Artinya, lanjut Gatot, ketumpang tindihan itu membuat niatan investor menaruh dana di Tanah Air menjadi ragu. Maka itu, kemudian, dibutuhkan UU yang merangkum semuanya, di mana birokrasi menjadi lebih simpel, ada jaminan investasi, aparaturnya bersih, bisnis menjanjikan, dan akuntabilitas yang tinggi, shingga dengan demikian, pengusaha itu kemudian memiliki kepastian.
“Nah UU [Cipta Kerja] ini saya tahu tujuannya sangat mulia karena diklaim investasi akan datang, roda ekonomi berputar, pajak banyak, sehingga sandang pangan masyarakat bisa [terpenuhi],” kata Gatot.

**********

PERINTAH A >>
Tentukan apakah setiap pernyataan berikut sesuai dengan teks tentang UU Cipta Kerja, lalu jawab ya atau tidak dengan mengutip kata-kata penentunya: (i) tumpang tindih aturan membuat investor ragu menanamkan dana di Tanah Air; (ii) Gatot mengaku tidak mengetahui tujuan UU Cipta Kerja; (iii) UU tersebut diklaim akan membuat pajak berkurang.
Teks tentang UU Cipta Kerja itu tidak berkaitan dengan catatan.

Catatan anotasi posisi:
**********

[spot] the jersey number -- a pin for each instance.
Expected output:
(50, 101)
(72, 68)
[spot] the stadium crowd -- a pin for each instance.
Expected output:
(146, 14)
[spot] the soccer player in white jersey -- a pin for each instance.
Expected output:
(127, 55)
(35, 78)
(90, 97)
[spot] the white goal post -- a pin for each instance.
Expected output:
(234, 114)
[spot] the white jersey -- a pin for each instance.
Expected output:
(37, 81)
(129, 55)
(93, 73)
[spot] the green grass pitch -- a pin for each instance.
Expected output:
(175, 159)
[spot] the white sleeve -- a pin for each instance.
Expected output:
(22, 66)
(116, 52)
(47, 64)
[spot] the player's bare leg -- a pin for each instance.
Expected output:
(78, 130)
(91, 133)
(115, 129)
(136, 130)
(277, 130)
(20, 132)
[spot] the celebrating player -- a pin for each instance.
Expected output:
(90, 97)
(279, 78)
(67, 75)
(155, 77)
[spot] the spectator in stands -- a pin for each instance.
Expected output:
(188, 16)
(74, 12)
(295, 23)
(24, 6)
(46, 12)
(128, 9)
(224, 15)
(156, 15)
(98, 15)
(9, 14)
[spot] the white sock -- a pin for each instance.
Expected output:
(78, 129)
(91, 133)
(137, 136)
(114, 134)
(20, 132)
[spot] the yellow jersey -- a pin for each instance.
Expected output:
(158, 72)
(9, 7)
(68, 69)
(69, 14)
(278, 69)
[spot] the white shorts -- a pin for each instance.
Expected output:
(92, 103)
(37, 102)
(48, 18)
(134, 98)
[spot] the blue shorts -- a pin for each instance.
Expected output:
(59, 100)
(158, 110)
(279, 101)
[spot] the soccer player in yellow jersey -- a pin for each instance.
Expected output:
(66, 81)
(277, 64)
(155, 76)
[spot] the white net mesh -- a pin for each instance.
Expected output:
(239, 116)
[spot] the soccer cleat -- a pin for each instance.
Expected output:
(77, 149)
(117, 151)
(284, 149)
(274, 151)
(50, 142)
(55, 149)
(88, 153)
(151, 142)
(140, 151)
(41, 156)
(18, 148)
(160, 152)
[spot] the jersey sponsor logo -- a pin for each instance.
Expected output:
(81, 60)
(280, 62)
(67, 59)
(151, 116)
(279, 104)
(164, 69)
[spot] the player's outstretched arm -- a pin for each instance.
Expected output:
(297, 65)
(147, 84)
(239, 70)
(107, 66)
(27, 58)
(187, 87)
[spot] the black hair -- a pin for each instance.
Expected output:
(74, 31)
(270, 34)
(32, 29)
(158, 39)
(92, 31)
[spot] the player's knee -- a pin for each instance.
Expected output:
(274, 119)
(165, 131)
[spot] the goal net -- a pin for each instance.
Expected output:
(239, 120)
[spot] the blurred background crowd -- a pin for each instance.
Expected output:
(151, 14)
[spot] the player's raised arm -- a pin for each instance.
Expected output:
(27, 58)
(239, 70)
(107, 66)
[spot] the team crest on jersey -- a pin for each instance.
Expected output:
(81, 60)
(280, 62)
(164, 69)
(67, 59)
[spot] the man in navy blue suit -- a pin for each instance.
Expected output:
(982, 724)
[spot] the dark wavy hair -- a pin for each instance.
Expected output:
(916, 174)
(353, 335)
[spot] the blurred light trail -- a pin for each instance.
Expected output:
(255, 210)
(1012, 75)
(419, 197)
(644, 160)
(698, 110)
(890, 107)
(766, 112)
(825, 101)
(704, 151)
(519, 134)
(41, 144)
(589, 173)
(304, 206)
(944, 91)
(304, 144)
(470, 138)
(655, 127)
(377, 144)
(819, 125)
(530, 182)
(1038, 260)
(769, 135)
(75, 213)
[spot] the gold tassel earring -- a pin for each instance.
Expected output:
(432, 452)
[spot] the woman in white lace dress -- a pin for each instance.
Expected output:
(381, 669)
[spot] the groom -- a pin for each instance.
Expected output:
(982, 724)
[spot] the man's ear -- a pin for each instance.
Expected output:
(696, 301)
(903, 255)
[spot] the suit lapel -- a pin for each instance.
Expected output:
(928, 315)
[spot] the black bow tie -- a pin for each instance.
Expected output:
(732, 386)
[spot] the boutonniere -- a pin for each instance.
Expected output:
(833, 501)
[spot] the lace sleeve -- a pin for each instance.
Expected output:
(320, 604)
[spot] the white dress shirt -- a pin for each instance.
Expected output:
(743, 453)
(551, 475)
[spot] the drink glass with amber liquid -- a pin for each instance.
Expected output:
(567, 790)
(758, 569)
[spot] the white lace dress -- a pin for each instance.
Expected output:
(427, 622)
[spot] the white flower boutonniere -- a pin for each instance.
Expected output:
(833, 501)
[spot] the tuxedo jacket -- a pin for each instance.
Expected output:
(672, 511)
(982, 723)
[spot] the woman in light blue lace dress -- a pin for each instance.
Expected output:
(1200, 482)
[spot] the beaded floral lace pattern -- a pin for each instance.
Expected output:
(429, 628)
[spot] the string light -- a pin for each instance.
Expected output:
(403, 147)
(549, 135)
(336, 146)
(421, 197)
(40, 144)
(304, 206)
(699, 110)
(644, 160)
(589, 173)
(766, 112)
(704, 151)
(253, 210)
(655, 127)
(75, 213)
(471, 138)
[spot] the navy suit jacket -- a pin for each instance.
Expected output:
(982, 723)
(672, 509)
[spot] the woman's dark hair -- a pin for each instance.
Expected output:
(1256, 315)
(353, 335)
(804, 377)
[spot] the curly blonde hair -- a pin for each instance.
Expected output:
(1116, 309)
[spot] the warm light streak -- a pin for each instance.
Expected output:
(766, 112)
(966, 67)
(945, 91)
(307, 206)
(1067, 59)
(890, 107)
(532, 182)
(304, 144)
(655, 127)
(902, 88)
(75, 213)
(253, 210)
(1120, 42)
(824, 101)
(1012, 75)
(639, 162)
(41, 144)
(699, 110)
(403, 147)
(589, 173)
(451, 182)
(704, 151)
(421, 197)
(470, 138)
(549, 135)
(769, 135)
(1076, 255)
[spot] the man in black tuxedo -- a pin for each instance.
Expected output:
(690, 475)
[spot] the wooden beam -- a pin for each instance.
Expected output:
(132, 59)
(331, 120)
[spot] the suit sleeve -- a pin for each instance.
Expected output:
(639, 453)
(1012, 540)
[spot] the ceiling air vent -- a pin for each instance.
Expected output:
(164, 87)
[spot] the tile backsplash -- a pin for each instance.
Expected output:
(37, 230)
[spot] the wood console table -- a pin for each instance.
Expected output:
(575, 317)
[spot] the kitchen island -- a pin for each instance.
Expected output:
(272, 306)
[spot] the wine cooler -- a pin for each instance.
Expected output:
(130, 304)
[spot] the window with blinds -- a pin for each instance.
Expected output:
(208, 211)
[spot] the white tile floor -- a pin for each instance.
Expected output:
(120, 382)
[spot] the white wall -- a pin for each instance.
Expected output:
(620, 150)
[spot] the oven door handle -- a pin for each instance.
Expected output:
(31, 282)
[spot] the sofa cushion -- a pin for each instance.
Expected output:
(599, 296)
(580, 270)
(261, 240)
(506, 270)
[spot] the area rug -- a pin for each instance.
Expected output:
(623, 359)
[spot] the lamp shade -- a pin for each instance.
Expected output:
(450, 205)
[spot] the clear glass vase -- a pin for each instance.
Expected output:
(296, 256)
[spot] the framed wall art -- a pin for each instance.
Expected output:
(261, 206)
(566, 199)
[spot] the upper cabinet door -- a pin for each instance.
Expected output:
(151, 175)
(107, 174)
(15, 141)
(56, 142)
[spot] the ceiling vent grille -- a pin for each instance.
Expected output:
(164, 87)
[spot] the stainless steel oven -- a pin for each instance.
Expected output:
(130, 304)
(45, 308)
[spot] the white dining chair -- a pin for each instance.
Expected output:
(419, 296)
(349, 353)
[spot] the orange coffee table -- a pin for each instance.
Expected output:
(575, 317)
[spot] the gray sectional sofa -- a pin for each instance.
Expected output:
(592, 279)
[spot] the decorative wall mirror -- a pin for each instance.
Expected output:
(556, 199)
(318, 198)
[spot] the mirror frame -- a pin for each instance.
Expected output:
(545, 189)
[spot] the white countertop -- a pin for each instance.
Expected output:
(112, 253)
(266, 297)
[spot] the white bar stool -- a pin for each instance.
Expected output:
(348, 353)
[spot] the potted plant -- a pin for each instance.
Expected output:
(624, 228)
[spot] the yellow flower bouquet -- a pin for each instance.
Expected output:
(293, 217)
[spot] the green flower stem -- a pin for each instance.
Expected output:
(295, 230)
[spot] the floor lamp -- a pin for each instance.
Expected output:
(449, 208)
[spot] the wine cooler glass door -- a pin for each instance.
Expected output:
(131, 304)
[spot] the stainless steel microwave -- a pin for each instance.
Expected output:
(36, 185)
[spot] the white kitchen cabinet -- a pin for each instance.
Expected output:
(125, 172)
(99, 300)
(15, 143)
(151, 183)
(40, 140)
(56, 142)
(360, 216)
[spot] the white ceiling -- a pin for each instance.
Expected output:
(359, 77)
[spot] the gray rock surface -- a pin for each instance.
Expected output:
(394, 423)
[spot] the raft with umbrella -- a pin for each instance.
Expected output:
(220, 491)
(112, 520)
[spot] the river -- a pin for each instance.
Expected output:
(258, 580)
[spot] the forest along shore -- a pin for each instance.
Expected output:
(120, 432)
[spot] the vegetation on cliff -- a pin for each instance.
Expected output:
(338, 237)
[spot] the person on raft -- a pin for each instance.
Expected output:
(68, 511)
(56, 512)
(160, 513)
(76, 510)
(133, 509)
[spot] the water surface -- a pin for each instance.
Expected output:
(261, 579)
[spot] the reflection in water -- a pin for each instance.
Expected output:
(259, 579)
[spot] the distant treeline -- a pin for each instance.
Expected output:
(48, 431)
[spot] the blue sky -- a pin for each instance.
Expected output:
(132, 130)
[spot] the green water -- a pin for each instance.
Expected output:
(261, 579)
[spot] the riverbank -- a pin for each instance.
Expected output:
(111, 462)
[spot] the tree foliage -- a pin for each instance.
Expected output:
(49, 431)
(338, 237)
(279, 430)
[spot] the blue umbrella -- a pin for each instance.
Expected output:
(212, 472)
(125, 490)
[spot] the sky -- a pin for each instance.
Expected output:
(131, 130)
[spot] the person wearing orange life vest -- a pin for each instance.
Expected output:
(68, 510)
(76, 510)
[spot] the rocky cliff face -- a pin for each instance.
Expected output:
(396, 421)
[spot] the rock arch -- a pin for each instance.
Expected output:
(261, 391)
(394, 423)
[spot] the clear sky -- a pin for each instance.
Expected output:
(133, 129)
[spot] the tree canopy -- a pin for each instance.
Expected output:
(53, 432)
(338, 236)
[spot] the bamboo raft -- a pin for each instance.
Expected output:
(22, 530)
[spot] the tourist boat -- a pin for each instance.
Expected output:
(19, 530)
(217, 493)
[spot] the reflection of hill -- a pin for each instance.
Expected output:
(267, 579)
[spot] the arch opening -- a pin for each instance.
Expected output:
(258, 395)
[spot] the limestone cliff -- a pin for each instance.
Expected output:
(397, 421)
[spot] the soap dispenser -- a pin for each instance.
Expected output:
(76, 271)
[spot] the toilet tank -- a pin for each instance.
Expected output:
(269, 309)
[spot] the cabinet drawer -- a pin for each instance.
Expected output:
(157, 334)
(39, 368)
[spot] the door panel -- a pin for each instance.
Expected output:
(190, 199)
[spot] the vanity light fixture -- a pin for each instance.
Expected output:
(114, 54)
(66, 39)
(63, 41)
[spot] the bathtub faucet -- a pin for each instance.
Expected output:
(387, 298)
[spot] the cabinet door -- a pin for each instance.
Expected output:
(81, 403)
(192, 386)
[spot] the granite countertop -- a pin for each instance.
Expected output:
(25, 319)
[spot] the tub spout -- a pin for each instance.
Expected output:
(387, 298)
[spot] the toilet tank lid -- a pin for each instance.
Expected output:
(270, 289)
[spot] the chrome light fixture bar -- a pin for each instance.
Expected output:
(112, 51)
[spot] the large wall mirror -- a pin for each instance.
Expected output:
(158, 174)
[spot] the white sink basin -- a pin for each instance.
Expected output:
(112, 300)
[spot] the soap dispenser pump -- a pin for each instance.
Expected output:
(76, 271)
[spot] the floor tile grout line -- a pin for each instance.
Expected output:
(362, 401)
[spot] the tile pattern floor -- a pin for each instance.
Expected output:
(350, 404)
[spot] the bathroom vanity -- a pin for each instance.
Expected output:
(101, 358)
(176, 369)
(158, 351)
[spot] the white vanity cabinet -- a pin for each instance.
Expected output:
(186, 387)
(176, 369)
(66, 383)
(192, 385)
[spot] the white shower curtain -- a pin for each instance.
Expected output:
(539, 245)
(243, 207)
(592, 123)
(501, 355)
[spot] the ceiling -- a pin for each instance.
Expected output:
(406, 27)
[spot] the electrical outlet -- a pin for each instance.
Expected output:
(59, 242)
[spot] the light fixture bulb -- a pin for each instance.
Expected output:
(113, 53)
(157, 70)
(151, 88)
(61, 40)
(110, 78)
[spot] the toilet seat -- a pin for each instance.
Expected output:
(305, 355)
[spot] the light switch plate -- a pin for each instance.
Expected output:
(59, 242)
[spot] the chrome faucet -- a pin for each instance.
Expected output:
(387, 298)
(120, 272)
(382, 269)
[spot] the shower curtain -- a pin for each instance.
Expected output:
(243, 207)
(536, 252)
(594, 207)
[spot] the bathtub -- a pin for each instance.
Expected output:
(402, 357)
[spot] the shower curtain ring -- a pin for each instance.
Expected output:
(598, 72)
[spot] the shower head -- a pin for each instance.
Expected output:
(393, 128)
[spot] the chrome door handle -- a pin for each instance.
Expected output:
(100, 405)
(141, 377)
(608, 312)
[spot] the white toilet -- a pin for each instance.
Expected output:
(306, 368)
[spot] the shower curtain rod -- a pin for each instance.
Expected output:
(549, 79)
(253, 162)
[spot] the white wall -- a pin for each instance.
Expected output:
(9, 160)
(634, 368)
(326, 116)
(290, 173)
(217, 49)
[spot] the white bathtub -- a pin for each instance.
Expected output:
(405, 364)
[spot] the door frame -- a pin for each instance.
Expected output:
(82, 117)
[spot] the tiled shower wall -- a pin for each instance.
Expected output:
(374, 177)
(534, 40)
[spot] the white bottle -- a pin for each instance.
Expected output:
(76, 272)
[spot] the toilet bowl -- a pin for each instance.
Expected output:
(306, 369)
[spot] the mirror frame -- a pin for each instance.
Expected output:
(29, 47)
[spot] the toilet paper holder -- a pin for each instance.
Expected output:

**********

PERINTAH B >>
Ketik ulang bagian catatan dari baris yang memuat "[spot] the woman's" sampai baris yang memuat "(1116, 309)", termasuk kedua baris tersebut.

KELUARAN A >>
(i) Ya: "ketumpang tindihan itu membuat niatan investor menaruh dana di Tanah Air menjadi ragu"
(ii) Tidak: "saya tahu tujuannya sangat mulia"
(iii) Tidak: "pajak banyak"

KELUARAN B >>
[spot] the woman's dark hair -- a pin for each instance.
Expected output:
(1256, 315)
(353, 335)
(804, 377)
[spot] the curly blonde hair -- a pin for each instance.
Expected output:
(1116, 309)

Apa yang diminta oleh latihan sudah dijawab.